Activity —
Please read the news report about Operation Fast and Furious and say which gun store the rifle that killed the Mexican police chief was traced to.

July 06, 2013
Another weapon lost in the Obama administration’s failed Fast and Furious gun-tracking operation has purportedly been traced to two more killings, including the fatal shooting of a police chief in Mexico.
October 14, 2011: A man writes “Fast” — in reference to Operation Fast and Furious — on a paper mache gun during a protest in Mexico City
The officer was killed Jan. 29 in the city of Hostotipaquillo when gunmen intercepted his patrol car and opened fire, according to Justice Department records obtained by The Los Angeles Times. The chief’s bodyguard was also killed and a second bodyguard and the chief’s wife were wounded.
Operation Fast and Furious was run out of an Alcohol, Tobacco, Firearms and Explosives field office in Arizona. The plan was to sell guns to buyers and trace them in the black market as the crossed the U.S.-Mexico border, with the expectation they would lead federal officials to drug cartel leaders.
However, hundreds of guns were lost in the operation. And roughly 210 people have either been killed or wounded by them, according to Mexican officials.
In addition, U.S. Border Patrol agent Brian Terry was fatally shot.
His 2010 death sparked several Capitol Hill investigations and a vote by the Republican-controlled House to hold Attorney General Eric Holder in contempt of Congress for not turning over records.
The semi-automatic rifle that killed the police chief in central Mexico has been traced to the Lone Wolf Trading Company, a gun store in Glendale, Ariz.
The gun was purchased in February 2010 by 26-year-old Jacob A. Montelongo, of Phoenix, who purportedly bought more than 100 guns connected to Fast and Furious. He is now serving 41 months in prison on charges including making false statements and smuggling goods from the United States. It is unclear how the gun got deep into Mexico
The ATF declined to discuss the issue with the newspaper.

Information supplied —

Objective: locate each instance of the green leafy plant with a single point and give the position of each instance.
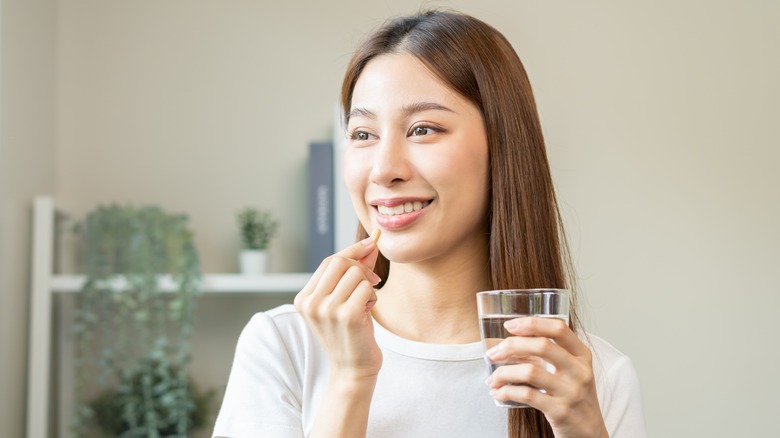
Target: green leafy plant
(257, 228)
(133, 342)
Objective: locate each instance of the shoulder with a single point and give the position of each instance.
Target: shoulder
(282, 323)
(617, 385)
(605, 356)
(276, 333)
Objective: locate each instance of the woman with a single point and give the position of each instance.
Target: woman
(445, 156)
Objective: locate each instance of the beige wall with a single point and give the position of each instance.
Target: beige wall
(659, 118)
(27, 165)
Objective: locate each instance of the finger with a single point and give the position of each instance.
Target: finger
(527, 373)
(347, 285)
(359, 250)
(337, 268)
(553, 328)
(363, 298)
(523, 394)
(521, 348)
(362, 250)
(370, 259)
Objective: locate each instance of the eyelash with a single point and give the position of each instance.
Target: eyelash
(354, 135)
(429, 128)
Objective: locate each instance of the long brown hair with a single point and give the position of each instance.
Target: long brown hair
(527, 245)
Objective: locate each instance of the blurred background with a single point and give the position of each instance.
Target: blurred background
(661, 123)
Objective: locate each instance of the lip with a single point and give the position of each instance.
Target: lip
(399, 221)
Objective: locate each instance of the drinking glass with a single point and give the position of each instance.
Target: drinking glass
(499, 306)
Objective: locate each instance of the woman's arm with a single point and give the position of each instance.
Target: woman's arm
(570, 402)
(336, 304)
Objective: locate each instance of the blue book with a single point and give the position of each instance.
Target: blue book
(321, 202)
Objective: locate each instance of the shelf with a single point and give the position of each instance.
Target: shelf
(281, 283)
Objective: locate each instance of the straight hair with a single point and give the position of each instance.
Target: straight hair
(527, 246)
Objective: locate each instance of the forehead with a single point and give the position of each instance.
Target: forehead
(394, 80)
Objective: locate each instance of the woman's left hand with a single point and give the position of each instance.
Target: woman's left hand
(569, 402)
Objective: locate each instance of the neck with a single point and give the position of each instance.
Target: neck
(433, 302)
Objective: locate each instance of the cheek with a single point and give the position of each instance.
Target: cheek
(355, 172)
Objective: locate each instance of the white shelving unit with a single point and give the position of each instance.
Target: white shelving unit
(45, 283)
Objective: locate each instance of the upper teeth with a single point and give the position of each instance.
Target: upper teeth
(406, 207)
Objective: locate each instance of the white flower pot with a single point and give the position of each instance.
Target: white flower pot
(254, 261)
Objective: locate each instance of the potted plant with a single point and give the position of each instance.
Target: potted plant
(257, 228)
(133, 340)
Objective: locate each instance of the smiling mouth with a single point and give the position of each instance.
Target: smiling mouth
(406, 207)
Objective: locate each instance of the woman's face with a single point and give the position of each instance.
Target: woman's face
(416, 162)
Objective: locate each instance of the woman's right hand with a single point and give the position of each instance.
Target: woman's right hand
(336, 303)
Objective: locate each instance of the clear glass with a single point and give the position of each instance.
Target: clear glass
(498, 306)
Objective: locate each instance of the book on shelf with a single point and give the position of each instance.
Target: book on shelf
(321, 203)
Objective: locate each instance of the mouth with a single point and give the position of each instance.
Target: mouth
(399, 208)
(399, 213)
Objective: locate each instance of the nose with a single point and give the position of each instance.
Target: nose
(391, 164)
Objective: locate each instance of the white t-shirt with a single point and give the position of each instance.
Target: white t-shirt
(280, 373)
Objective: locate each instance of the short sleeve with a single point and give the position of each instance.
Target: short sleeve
(263, 394)
(621, 401)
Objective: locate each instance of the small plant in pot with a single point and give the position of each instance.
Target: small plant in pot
(133, 339)
(257, 229)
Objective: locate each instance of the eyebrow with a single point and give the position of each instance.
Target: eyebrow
(407, 110)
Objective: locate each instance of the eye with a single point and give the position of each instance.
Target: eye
(359, 135)
(423, 130)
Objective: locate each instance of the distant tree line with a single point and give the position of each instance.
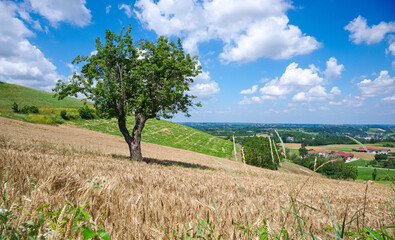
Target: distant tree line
(257, 152)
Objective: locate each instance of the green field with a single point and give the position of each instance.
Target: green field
(167, 134)
(382, 175)
(359, 163)
(156, 131)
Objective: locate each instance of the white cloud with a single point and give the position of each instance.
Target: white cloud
(127, 9)
(253, 90)
(333, 70)
(389, 100)
(21, 62)
(317, 93)
(249, 29)
(108, 9)
(335, 91)
(383, 84)
(360, 32)
(294, 76)
(203, 87)
(251, 100)
(71, 11)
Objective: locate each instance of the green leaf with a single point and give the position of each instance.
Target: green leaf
(103, 234)
(88, 234)
(40, 208)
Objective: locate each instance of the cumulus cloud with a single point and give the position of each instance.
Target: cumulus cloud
(389, 100)
(21, 62)
(335, 91)
(293, 79)
(249, 29)
(251, 100)
(71, 11)
(127, 9)
(252, 90)
(361, 32)
(203, 86)
(333, 70)
(317, 93)
(383, 84)
(108, 9)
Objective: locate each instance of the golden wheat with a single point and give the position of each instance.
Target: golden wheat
(150, 201)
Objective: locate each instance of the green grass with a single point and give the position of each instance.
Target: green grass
(160, 132)
(359, 163)
(26, 96)
(366, 174)
(167, 134)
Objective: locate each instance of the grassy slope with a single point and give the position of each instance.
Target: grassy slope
(156, 131)
(10, 93)
(167, 134)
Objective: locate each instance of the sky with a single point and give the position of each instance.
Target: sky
(263, 61)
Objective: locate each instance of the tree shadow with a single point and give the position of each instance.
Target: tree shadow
(166, 162)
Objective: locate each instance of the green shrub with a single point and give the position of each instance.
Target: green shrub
(86, 112)
(15, 107)
(63, 114)
(33, 109)
(258, 153)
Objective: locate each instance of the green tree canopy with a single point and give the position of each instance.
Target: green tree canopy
(147, 79)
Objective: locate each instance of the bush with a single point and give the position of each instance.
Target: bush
(25, 109)
(86, 112)
(15, 107)
(63, 114)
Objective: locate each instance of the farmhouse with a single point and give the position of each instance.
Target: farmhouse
(320, 153)
(374, 150)
(346, 156)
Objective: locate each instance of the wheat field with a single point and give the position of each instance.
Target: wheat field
(175, 189)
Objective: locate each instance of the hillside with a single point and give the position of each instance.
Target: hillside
(176, 189)
(156, 131)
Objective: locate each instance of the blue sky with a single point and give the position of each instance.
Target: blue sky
(268, 61)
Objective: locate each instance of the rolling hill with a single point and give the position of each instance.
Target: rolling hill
(160, 132)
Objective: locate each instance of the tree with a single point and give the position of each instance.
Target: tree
(303, 151)
(147, 79)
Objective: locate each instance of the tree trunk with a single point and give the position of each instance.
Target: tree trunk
(136, 137)
(125, 133)
(134, 141)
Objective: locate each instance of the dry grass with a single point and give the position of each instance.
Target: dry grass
(150, 201)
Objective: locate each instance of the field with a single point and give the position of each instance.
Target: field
(175, 189)
(341, 147)
(167, 134)
(156, 131)
(366, 174)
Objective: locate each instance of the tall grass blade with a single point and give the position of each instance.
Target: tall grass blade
(372, 234)
(387, 203)
(240, 185)
(216, 209)
(297, 216)
(282, 144)
(271, 151)
(344, 223)
(234, 147)
(335, 225)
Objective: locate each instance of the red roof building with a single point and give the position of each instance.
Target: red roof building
(343, 154)
(374, 150)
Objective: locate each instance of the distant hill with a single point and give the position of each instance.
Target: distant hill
(10, 93)
(160, 132)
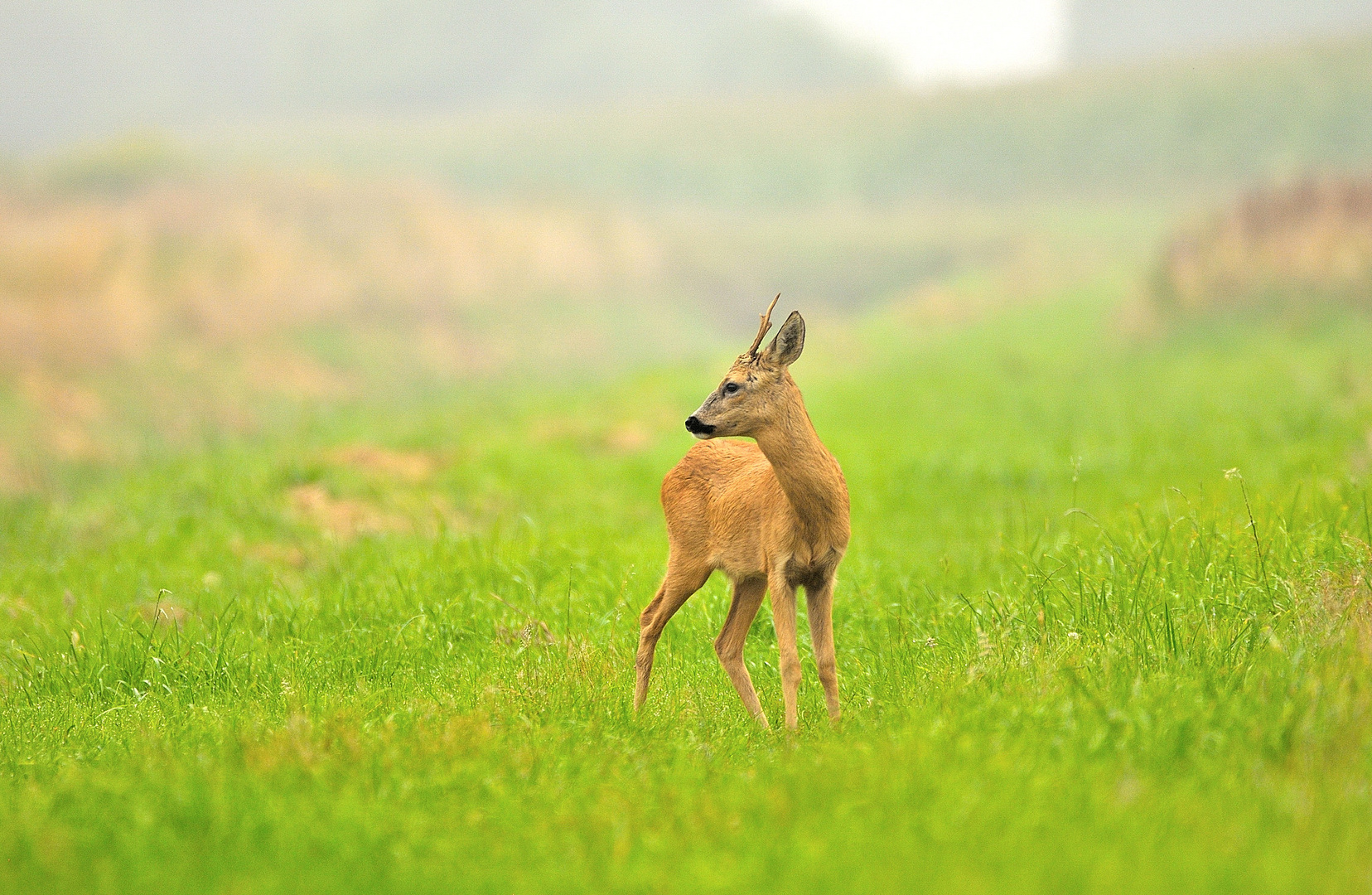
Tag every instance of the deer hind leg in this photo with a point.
(821, 608)
(784, 618)
(679, 583)
(729, 646)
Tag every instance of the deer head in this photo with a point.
(756, 387)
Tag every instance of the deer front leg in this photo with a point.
(679, 583)
(821, 608)
(784, 618)
(729, 646)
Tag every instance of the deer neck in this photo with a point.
(807, 472)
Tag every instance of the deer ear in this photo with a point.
(790, 341)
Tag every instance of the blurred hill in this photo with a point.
(1212, 123)
(1104, 31)
(84, 67)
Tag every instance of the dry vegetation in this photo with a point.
(188, 302)
(1286, 246)
(88, 279)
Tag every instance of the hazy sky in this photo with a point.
(951, 40)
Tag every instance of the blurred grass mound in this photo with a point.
(1283, 249)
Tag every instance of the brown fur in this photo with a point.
(773, 516)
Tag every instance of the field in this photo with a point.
(328, 497)
(389, 647)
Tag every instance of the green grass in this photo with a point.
(1147, 694)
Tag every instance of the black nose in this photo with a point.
(696, 427)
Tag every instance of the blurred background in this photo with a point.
(217, 213)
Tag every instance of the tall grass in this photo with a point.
(1073, 654)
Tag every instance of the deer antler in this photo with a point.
(763, 327)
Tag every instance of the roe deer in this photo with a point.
(773, 516)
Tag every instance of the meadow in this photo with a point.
(1104, 626)
(328, 496)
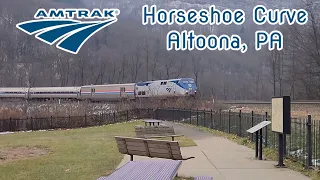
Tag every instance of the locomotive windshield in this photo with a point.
(188, 84)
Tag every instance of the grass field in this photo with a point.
(67, 154)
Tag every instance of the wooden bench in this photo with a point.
(149, 147)
(161, 131)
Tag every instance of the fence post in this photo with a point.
(190, 116)
(220, 119)
(266, 134)
(31, 123)
(51, 126)
(10, 127)
(85, 120)
(309, 141)
(252, 138)
(153, 114)
(173, 114)
(240, 124)
(211, 119)
(204, 118)
(68, 123)
(127, 115)
(197, 116)
(229, 126)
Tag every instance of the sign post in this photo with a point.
(257, 129)
(281, 116)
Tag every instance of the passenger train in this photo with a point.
(183, 87)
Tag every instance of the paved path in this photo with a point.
(223, 159)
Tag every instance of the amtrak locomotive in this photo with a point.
(161, 88)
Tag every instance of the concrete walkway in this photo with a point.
(223, 159)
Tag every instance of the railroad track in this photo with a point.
(268, 102)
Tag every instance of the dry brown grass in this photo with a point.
(297, 110)
(15, 153)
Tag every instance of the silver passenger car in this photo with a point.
(108, 92)
(54, 92)
(14, 92)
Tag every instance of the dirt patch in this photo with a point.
(16, 153)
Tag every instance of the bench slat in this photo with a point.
(159, 146)
(144, 147)
(150, 141)
(203, 178)
(147, 169)
(156, 150)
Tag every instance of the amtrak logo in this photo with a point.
(63, 25)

Response to the task —
The Lone Wolf Trading Company, a gun store in Glendale, Ariz.